**文書本文**.

════════════════════

中学受験算数「小4の途中からでも間に合う?」必要な力は「わり算と式」「イメージと変換力」

こんにちは。中学受験算数ナビゲーターの滝澤です。

前回、小3という学年に焦点を当てて、中学受験に挑戦しようとするお子さんと保護者の方にとって知っていただきたい算数のポイントについて、30年の中学受験指導経験をもとに私の考えを述べました。
もし興味があればご一読いただけると幸いです。

この記事の中で私はこのように言いました。

中学受験の勉強は小4から本格的に始まる

これ自体は間違いではありません。
多くの中学受験指導をうたう塾が小4~小6で中学受験で出題される問題をカテゴライズ化し、それらを振り分けてカリキュラムを組んでいるのも事実です。

しかし、中には、小3の2月から中学受験に挑戦し始めた周りの友達に影響されて、小4の夏休み以降から「自分も中学受験に挑戦しよう」と考えるケースも少なくありません

中学受験するぞ!と決めたものの……

小4の2学期からではもう間に合わないのか?

「先生、小4の2学期からでは、もう間に合わないのでしょうか?」

そんな風に質問されることがよくあります。

小4の2学期からでは間に合わないの!?

決してそんなことはありません。

════════════════════

(データセットからの抜粋)

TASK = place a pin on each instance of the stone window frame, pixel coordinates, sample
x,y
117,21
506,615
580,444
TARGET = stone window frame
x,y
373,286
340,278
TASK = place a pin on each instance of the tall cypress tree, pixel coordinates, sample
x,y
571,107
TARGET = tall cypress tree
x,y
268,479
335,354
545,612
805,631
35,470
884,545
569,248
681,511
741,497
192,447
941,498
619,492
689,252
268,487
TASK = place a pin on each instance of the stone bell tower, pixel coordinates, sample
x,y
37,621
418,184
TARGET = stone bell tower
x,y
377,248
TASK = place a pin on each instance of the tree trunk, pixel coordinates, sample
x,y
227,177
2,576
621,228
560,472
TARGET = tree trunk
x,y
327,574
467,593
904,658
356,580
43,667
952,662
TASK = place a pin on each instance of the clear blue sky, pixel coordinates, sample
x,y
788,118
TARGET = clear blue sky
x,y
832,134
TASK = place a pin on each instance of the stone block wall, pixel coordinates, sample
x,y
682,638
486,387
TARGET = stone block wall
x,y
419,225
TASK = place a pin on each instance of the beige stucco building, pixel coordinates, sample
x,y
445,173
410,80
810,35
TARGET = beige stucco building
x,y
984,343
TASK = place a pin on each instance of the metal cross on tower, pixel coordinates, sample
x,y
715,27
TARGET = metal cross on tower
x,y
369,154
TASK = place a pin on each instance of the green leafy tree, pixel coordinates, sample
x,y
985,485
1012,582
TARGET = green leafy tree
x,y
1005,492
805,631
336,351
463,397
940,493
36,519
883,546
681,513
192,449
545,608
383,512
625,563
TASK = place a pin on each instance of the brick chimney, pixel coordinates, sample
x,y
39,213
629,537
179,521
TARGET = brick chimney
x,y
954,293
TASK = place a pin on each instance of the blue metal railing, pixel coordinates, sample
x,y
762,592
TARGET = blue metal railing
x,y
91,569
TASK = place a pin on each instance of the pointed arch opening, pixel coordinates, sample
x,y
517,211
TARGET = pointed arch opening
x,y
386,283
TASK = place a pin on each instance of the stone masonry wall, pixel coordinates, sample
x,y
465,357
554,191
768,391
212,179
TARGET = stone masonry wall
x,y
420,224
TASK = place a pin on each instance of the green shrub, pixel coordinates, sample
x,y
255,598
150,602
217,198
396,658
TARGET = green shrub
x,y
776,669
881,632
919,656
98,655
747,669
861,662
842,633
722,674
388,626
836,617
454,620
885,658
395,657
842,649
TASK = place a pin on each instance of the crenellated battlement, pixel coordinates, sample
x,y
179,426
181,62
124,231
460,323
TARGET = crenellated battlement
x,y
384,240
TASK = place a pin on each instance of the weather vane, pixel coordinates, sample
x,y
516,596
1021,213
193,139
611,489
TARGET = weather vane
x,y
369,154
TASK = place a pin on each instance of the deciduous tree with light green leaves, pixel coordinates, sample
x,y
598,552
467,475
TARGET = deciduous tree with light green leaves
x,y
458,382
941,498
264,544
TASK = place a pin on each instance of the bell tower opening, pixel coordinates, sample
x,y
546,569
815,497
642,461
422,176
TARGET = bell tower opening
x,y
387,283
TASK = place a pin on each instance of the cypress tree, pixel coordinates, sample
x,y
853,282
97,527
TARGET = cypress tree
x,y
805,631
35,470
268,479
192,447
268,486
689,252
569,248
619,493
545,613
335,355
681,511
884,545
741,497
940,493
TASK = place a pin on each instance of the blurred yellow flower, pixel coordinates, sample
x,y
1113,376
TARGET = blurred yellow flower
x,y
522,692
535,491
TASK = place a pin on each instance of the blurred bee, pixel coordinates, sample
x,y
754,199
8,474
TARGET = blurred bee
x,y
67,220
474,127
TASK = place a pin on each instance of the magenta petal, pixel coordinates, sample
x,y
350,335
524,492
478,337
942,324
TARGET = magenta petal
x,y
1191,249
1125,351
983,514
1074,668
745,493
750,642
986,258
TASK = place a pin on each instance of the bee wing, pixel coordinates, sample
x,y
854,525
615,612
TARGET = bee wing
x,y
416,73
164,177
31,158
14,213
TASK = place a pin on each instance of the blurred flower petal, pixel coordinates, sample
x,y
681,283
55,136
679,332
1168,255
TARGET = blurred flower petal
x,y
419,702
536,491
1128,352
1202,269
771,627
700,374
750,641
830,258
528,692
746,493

════════════════════

**課題の指示**.
中学受験算数の記事の「中学受験算数「小4の途中から」から「ムを組んでいるのも事実です。」までの範囲を、「カリキュラム」を「学習計画」に改めて更新した形で示してください。 これらの記録はこの作業には関係しません。

**課題の結果**.
中学受験算数「小4の途中からでも間に合う?」必要な力は「わり算と式」「イメージと変換力」

こんにちは。中学受験算数ナビゲーターの滝澤です。

前回、小3という学年に焦点を当てて、中学受験に挑戦しようとするお子さんと保護者の方にとって知っていただきたい算数のポイントについて、30年の中学受験指導経験をもとに私の考えを述べました。
もし興味があればご一読いただけると幸いです。

この記事の中で私はこのように言いました。

中学受験の勉強は小4から本格的に始まる

これ自体は間違いではありません。
多くの中学受験指導をうたう塾が小4~小6で中学受験で出題される問題をカテゴライズ化し、それらを振り分けて学習計画を組んでいるのも事実です。